— How to complete this task —
Each line in the records below, from the one that contains "negative clicks: (356, 465) (431, 508)" to the one that contains "391L348 440L390 469L400", should be reproduced exactly, the first and last included.

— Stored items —

"""

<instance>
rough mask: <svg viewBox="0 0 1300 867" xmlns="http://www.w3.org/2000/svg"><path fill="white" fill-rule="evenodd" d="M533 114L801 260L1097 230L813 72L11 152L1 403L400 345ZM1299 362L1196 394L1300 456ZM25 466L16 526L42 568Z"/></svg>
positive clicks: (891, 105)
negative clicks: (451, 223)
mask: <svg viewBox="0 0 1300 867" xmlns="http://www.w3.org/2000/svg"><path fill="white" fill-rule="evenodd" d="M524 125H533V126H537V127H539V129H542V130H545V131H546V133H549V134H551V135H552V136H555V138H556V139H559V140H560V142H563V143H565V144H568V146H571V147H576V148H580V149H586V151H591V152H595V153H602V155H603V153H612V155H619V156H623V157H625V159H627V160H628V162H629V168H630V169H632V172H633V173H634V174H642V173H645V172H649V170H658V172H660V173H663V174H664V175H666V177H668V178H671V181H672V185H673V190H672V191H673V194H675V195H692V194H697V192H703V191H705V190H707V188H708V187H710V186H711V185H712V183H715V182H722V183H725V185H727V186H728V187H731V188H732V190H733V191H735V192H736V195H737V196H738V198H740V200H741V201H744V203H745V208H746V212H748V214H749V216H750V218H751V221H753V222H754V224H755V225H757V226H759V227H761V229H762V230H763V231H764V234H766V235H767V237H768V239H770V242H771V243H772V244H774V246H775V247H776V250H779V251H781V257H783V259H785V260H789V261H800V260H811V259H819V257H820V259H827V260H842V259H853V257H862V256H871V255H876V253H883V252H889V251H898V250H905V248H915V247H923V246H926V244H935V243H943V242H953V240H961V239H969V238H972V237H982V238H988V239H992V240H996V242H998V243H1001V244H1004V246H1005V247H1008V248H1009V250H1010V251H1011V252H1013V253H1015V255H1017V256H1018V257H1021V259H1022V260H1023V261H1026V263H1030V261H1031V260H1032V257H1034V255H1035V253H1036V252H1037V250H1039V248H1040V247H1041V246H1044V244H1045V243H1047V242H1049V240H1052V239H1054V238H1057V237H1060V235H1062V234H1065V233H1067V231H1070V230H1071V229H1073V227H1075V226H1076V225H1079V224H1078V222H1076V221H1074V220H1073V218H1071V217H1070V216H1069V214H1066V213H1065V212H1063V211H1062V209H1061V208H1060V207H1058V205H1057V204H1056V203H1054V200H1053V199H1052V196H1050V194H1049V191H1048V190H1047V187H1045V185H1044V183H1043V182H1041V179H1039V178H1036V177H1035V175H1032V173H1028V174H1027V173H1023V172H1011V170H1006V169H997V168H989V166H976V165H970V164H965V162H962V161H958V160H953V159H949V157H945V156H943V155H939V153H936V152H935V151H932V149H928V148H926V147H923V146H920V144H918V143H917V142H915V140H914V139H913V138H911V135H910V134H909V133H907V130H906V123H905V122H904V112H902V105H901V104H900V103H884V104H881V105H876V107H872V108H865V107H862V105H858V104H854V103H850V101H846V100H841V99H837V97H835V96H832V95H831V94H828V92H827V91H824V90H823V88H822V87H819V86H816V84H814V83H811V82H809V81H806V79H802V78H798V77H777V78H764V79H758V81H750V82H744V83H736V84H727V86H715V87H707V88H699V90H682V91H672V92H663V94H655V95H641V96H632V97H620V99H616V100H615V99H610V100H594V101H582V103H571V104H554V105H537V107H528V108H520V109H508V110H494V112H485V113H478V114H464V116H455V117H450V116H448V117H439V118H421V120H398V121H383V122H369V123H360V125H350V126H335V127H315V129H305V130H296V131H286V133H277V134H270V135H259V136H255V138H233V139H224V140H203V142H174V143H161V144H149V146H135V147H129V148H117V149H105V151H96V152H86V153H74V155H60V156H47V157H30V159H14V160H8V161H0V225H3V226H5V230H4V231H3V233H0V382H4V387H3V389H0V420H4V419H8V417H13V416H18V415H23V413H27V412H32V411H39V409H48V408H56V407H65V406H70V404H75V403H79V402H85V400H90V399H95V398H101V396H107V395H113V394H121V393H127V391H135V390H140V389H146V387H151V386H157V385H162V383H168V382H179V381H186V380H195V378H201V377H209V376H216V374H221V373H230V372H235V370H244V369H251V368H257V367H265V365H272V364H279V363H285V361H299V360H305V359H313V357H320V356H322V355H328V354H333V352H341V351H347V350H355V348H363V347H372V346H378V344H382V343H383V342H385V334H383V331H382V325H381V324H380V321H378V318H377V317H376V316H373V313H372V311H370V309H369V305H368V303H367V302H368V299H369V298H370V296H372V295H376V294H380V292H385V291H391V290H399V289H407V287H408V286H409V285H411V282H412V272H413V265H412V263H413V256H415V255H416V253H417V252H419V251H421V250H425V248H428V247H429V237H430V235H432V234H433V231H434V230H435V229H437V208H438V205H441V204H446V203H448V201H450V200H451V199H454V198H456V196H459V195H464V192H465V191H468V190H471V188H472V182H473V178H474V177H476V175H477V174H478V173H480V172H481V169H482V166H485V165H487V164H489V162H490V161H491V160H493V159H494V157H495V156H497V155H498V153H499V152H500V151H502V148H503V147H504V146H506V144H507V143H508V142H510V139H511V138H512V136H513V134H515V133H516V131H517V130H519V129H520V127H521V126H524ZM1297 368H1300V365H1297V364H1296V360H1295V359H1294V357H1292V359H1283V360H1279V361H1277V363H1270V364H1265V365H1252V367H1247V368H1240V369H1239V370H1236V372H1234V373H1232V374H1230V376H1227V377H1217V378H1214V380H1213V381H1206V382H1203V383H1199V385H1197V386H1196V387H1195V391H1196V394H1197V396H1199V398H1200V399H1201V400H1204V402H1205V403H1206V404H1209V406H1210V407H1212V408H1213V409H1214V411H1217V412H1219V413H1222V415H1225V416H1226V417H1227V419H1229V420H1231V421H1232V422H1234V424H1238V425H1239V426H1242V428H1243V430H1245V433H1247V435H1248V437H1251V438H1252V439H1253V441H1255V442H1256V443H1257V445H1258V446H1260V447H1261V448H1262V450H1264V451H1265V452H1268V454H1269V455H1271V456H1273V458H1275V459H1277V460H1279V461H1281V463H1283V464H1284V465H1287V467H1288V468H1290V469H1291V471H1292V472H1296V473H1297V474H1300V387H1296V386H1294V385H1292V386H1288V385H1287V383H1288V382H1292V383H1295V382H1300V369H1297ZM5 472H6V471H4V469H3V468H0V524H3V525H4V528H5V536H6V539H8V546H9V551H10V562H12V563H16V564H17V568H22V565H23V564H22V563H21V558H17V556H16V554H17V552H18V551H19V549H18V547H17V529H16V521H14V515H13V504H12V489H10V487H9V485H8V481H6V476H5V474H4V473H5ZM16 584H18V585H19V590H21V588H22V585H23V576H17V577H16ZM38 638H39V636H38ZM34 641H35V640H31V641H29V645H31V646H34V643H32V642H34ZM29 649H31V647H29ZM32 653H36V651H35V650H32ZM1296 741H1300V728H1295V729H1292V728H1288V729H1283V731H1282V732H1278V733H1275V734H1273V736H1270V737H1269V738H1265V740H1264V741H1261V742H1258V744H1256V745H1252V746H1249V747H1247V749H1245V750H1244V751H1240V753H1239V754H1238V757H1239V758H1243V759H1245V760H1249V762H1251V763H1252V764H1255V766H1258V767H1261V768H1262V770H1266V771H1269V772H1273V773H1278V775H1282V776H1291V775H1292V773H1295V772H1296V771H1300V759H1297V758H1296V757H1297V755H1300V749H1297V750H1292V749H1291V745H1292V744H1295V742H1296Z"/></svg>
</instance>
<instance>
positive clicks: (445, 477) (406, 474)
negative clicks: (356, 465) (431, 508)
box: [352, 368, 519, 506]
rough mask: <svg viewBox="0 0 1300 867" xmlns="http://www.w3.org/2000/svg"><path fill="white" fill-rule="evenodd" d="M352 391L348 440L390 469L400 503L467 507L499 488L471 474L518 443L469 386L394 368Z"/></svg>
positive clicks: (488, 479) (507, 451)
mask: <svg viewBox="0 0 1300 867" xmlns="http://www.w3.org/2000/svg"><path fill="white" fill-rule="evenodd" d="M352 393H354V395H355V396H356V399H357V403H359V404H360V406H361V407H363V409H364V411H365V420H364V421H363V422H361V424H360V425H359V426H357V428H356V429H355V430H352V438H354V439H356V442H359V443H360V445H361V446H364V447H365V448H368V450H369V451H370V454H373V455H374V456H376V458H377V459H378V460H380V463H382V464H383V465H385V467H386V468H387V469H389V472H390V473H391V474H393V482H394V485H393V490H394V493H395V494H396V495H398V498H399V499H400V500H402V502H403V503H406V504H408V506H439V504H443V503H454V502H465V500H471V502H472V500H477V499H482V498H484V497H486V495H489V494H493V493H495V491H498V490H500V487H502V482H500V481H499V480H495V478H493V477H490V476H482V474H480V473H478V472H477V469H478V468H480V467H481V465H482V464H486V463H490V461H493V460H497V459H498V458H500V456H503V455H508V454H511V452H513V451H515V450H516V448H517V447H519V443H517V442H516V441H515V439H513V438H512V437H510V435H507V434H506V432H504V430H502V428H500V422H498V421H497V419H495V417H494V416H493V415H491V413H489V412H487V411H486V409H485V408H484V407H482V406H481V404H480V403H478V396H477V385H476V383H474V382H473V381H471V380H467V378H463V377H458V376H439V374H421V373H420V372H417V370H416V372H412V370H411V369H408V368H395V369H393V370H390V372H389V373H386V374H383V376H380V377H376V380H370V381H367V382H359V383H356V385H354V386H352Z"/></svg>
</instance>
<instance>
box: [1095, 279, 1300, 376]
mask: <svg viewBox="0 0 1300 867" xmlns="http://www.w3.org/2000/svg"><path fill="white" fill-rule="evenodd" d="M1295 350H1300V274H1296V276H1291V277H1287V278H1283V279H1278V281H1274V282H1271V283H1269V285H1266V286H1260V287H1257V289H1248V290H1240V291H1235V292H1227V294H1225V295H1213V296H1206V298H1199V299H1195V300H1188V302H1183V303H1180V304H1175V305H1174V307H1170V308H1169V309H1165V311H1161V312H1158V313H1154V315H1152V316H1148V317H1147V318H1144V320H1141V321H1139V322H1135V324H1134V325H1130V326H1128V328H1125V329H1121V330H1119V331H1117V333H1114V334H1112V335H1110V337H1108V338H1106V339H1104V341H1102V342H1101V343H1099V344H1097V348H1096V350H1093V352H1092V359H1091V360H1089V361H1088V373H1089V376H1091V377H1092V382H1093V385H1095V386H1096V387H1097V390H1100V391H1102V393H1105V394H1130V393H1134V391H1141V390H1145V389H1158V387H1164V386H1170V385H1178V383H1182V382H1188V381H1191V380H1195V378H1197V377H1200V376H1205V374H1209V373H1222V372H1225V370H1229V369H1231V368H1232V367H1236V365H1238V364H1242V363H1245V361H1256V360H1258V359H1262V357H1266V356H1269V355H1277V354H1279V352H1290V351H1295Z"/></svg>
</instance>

"""

— Solution —
negative clicks: (356, 465) (431, 508)
box: [352, 368, 519, 506]
rough mask: <svg viewBox="0 0 1300 867" xmlns="http://www.w3.org/2000/svg"><path fill="white" fill-rule="evenodd" d="M352 391L348 440L390 469L400 503L467 507L499 488L471 474L518 443L469 386L394 368Z"/></svg>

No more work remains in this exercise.